■ Extrait du texte

--------------------------------------------------

Abdoul AGUEH : Responsable de la ferme CAPA-FILMAR

Les agriculteurs béninois rencontrent d’énormes difficultés pour mener à bien leur travail afin de satisfaire leurs besoins et ceux des consommateurs. Mr Abdoul AGUEH « A.A »responsable de la ferme Centre Agropastoral-Filière Maraîchage (CAPA-FILMAR) nous accorde un entretien dans lequel il nous détaille les problèmes auxquels sont confrontés les agriculteurs au Bénin.

AgroBénin : Présentez-nous la ferme
A .A : La ferme CAPA-FILMAR a été créée en 2001 et s’étend sur 26 hectares mais nous n’exploitons actuellement que 06 hectares. Elle est située dans la commune de Zogbodomey. Elle a pour vocation la production de cultures contre saison notamment la tomate, la pastèque et le maïs.

AgroBénin : Rencontrez-vous des difficultés pour l’écoulement de vos produits ?
A .A : La demande est très forte aujourd’hui. Le problème est que le marché n’est pas structuré comme la filière coton, ce qui fait que les revendeuses (grossistes)  (qui servent d’intermédiaires entre les consommateurs) cherchent à faire d’énormes bénéfices au détriment des producteurs.
Pour le cas de la pastèque, les revendeuses grossistes se connaissent entre eux et font de la spéculation.  En ce qui concerne la tomate dont la période de soudure se situe entre février et mai, le prix du panier de 20-25 kg passe de 2.000 FCFA à 25.000fcfa.  Les grossistes  mettent la pression sur le producteur au point où ils le livrent à un prix très bas étant donné que la tomate est un produit périssable.
Ce qui fait que le producteur non averti ou qui n’a pas une vision claire de ce qu’il fait se retrouve le plus souvent sans grand bénéfice. C’est le cas des producteurs analphabètes.

--------------------------------------------------

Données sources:
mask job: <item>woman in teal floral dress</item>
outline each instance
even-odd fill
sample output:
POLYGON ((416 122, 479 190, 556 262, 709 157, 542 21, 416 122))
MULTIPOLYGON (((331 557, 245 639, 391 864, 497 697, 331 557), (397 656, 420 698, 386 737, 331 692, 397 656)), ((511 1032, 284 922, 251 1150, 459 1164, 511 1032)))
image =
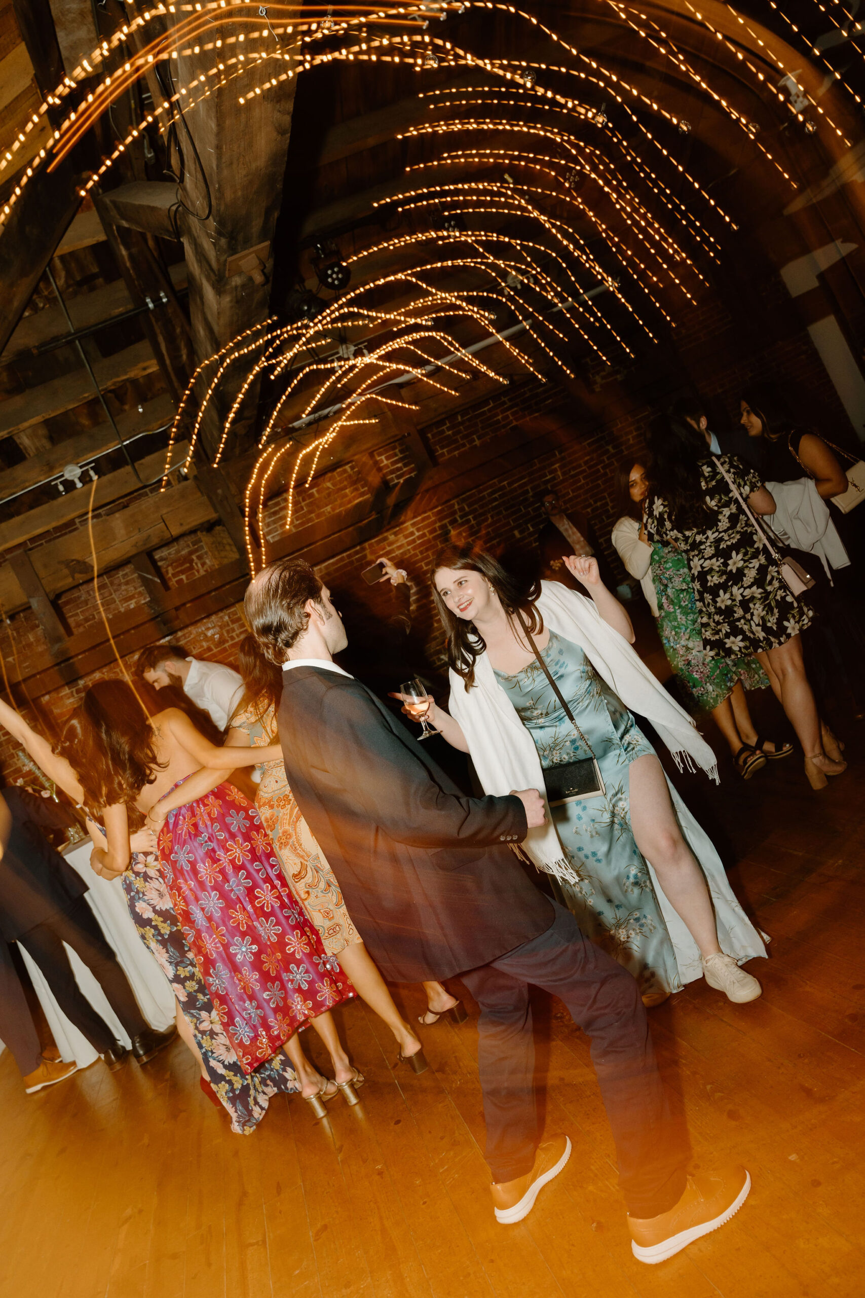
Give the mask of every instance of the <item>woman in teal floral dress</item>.
POLYGON ((712 713, 738 774, 747 780, 766 761, 790 757, 792 745, 763 739, 751 720, 744 691, 769 684, 756 658, 713 658, 705 653, 687 559, 674 546, 658 541, 650 545, 645 537, 647 492, 645 465, 621 461, 616 493, 628 513, 613 527, 612 543, 626 570, 641 582, 685 706, 694 714, 712 713))

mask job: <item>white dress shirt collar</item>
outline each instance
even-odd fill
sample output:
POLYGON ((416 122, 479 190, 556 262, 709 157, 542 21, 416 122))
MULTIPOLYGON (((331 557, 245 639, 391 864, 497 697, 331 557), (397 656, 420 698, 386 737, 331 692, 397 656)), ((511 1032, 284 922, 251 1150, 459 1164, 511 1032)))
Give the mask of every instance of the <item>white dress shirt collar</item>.
POLYGON ((331 658, 289 658, 288 662, 283 663, 283 671, 289 671, 292 667, 323 667, 326 671, 338 671, 340 676, 348 676, 349 680, 354 680, 350 671, 344 671, 331 658))

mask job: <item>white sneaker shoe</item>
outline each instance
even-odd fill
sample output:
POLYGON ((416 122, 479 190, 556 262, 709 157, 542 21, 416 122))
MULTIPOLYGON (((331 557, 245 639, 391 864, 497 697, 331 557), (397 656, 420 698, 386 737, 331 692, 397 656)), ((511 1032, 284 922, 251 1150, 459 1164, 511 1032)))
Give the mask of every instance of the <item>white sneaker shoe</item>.
POLYGON ((718 951, 716 955, 703 957, 703 977, 716 992, 724 992, 728 1001, 735 1005, 746 1005, 763 996, 763 988, 757 980, 741 970, 731 955, 718 951))

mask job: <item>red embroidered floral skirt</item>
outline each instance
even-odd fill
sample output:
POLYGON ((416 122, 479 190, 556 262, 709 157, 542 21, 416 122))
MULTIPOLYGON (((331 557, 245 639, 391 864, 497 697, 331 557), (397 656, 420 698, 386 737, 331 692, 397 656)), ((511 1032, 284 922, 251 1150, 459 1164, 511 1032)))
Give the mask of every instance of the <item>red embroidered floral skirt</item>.
POLYGON ((169 813, 160 864, 244 1072, 357 994, 289 892, 258 811, 233 785, 169 813))

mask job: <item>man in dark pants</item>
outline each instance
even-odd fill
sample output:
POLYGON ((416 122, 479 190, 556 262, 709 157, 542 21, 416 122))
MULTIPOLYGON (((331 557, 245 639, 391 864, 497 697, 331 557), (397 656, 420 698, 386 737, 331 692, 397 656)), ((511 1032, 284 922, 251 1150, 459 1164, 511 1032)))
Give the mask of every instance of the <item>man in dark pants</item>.
POLYGON ((462 975, 481 1006, 480 1076, 495 1216, 515 1223, 564 1167, 567 1136, 538 1146, 528 986, 560 996, 591 1037, 616 1140, 634 1254, 660 1262, 744 1201, 743 1168, 686 1179, 634 979, 523 874, 508 845, 543 823, 537 789, 467 798, 364 685, 329 592, 283 559, 246 591, 246 620, 284 668, 279 733, 292 792, 385 977, 462 975))
POLYGON ((100 983, 109 1005, 132 1041, 139 1063, 147 1063, 175 1036, 154 1032, 137 1006, 117 955, 87 905, 87 884, 41 833, 65 828, 64 813, 51 800, 23 789, 3 789, 9 810, 9 839, 0 861, 0 938, 17 941, 45 976, 64 1014, 87 1037, 109 1068, 127 1054, 105 1020, 82 993, 69 963, 66 942, 100 983))

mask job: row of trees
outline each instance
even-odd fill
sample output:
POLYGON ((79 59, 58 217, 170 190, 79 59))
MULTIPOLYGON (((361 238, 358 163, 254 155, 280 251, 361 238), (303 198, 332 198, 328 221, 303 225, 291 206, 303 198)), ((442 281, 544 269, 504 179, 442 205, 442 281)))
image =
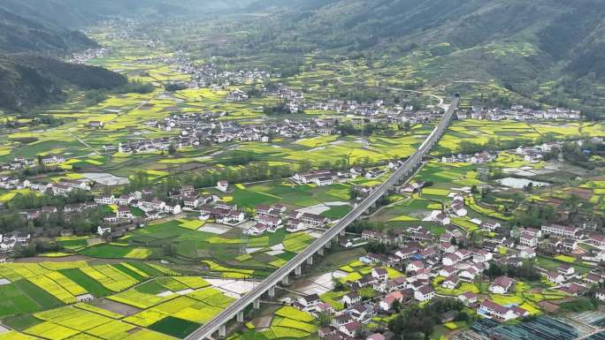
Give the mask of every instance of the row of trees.
POLYGON ((455 321, 468 321, 470 316, 462 312, 463 307, 457 299, 448 298, 436 298, 422 308, 412 305, 389 321, 388 329, 400 340, 428 340, 434 327, 440 323, 440 315, 444 313, 458 311, 455 321))

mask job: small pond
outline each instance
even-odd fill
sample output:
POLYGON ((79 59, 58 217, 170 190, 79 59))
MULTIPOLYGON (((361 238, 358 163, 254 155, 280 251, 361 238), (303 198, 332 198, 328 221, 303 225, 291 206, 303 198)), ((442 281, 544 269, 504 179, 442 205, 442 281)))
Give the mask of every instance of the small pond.
POLYGON ((548 186, 549 185, 548 183, 546 182, 540 182, 540 181, 534 181, 527 178, 502 178, 498 179, 498 183, 504 186, 508 186, 509 188, 515 188, 515 189, 523 189, 525 186, 528 185, 530 183, 533 185, 533 186, 548 186))

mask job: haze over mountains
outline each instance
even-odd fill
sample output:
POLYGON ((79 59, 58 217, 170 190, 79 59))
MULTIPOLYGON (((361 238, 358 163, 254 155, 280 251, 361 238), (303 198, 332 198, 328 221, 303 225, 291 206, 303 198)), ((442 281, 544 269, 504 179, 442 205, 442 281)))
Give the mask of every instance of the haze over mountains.
POLYGON ((250 10, 276 11, 274 42, 394 59, 413 50, 439 77, 499 80, 552 104, 602 106, 605 4, 595 0, 276 0, 250 10), (278 28, 279 27, 279 28, 278 28))
MULTIPOLYGON (((528 98, 548 83, 552 90, 540 99, 553 104, 599 107, 605 97, 605 5, 598 0, 3 0, 0 53, 58 56, 94 47, 74 29, 114 16, 190 18, 220 10, 270 18, 250 33, 256 49, 393 58, 421 49, 441 77, 495 79, 528 98)), ((27 60, 3 60, 3 94, 6 87, 32 86, 15 67, 32 66, 27 60)))
MULTIPOLYGON (((156 0, 2 0, 0 108, 27 110, 65 98, 65 86, 111 88, 126 78, 105 69, 57 61, 98 47, 81 29, 115 16, 154 18, 220 10, 225 3, 156 0)), ((237 2, 234 2, 237 4, 237 2)))

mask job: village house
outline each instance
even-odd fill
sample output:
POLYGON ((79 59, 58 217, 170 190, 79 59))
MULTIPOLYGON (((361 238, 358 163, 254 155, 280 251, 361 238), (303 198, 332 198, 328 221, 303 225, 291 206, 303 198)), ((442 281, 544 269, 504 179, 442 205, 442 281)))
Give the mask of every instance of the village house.
POLYGON ((489 286, 489 291, 494 294, 506 294, 513 284, 513 280, 508 276, 498 276, 489 286))
POLYGON ((466 291, 458 296, 458 299, 467 307, 474 306, 477 303, 478 298, 479 295, 473 293, 472 291, 466 291))
POLYGON ((477 313, 499 321, 508 321, 518 317, 529 315, 529 312, 521 307, 516 306, 505 307, 488 298, 486 298, 481 302, 479 308, 477 308, 477 313))
POLYGON ((357 292, 352 291, 350 293, 343 295, 341 300, 346 306, 353 306, 361 302, 362 298, 359 294, 357 294, 357 292))
POLYGON ((430 301, 435 297, 435 290, 431 285, 425 285, 414 292, 414 298, 418 302, 430 301))
POLYGON ((229 190, 229 182, 227 182, 227 181, 217 182, 217 189, 220 192, 226 193, 229 190))

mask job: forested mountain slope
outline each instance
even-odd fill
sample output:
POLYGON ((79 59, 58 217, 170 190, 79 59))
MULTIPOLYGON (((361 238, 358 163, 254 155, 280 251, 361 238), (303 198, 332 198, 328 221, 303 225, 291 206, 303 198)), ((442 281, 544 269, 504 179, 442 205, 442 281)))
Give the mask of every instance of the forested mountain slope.
POLYGON ((272 13, 249 38, 258 49, 296 42, 307 52, 394 60, 422 51, 441 75, 496 79, 554 104, 605 98, 601 0, 261 0, 249 11, 272 13))

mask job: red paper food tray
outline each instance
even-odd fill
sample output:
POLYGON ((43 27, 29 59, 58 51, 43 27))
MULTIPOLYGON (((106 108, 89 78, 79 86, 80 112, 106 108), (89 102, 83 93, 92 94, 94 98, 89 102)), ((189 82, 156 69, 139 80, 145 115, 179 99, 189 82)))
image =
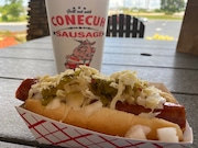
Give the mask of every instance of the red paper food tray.
POLYGON ((53 121, 20 106, 16 106, 16 110, 40 144, 69 148, 184 148, 193 143, 193 130, 188 124, 184 135, 185 141, 160 143, 109 136, 53 121))

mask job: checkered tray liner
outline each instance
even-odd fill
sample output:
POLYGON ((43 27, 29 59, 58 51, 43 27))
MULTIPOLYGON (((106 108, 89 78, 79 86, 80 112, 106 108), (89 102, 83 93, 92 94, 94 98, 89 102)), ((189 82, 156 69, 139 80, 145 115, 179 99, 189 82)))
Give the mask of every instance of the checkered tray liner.
POLYGON ((69 148, 184 148, 187 145, 109 136, 59 123, 22 107, 16 110, 40 144, 69 148))

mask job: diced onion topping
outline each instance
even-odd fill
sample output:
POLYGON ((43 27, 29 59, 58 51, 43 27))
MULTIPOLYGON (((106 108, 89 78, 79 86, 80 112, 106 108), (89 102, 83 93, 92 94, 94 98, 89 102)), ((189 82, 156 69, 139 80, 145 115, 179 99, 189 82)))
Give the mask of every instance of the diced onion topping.
POLYGON ((151 132, 148 126, 134 125, 125 134, 124 137, 133 139, 146 139, 146 135, 151 132))
MULTIPOLYGON (((91 67, 80 66, 75 70, 67 69, 65 72, 53 77, 38 77, 37 80, 38 82, 30 89, 29 98, 44 100, 44 104, 56 98, 63 103, 68 103, 72 107, 79 109, 106 98, 107 100, 101 102, 106 103, 110 109, 116 109, 118 101, 125 101, 129 104, 139 104, 153 111, 153 109, 162 109, 163 103, 166 101, 161 96, 161 90, 148 87, 146 81, 138 78, 135 71, 130 70, 105 76, 91 67), (92 79, 102 80, 105 81, 103 84, 108 83, 106 88, 111 88, 110 90, 114 92, 113 95, 108 93, 105 96, 102 87, 98 87, 101 89, 100 94, 95 93, 90 89, 92 79)), ((99 82, 96 84, 100 86, 99 82)))

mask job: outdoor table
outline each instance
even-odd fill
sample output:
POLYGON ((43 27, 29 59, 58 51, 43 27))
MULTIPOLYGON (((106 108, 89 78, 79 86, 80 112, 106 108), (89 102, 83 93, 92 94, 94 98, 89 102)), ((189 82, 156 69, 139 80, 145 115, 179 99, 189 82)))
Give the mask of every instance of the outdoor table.
MULTIPOLYGON (((107 37, 101 72, 135 70, 141 79, 163 82, 186 106, 198 147, 198 57, 176 52, 177 42, 107 37)), ((56 75, 51 37, 0 49, 0 147, 47 147, 35 141, 14 106, 25 78, 56 75)), ((50 146, 52 147, 52 146, 50 146)))

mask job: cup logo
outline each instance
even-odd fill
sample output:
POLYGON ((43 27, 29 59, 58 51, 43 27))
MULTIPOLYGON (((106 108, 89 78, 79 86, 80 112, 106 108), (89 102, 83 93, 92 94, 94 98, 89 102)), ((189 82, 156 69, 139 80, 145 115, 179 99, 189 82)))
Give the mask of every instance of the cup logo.
POLYGON ((97 38, 105 36, 106 18, 92 13, 86 7, 67 9, 63 15, 51 16, 53 35, 63 38, 73 38, 76 43, 70 55, 65 56, 65 68, 75 69, 79 65, 89 66, 96 47, 97 38))

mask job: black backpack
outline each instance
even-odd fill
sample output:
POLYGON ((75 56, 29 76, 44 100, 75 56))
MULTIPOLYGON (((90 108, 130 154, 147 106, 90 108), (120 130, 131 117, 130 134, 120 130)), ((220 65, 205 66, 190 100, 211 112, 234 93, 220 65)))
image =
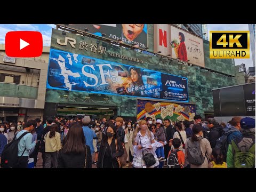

--------------------------------------------------

■ Exercice donné 1
Indiquez si chacune des affirmations suivantes concorde avec l'entretien, en répondant par oui ou par non et en citant les mots décisifs de l'entretien. (a) La ferme CAPA-FILMAR exploite actuellement la totalité de ses 26 hectares. (b) La ferme se trouve dans la commune de Zogbodomey. (c) La demande pour les produits de la ferme est aujourd'hui faible.
■ Exercice donné 2
Convertissez en tableau Markdown à deux colonnes, N° et Contenu, les lignes de données allant de la ligne qui contient « mask job: black backpack » jusqu'à la fin des lignes de données, ces deux bornes comprises. Omettez les lignes vides et laissez les images de côté.
Les lignes de données n'ont aucun lien avec le texte.

■ Réponse complète 1
(a) Non : « s’étend sur 26 hectares mais nous n’exploitons actuellement que 06 hectares »
(b) Oui : « Elle est située dans la commune de Zogbodomey. »
(c) Non : « La demande est très forte aujourd’hui. »

■ Réponse complète 2
| N° | Contenu |
|---|---|
| 1 | mask job: black backpack |
| 2 | outline each instance |
| 3 | even-odd fill |
| 4 | sample output: |
| 5 | POLYGON ((75 56, 29 76, 44 100, 75 56)) |
| 6 | MULTIPOLYGON (((90 108, 130 154, 147 106, 90 108), (120 130, 131 117, 130 134, 120 130)), ((220 65, 205 66, 190 100, 211 112, 234 93, 220 65))) |
| 7 | image = |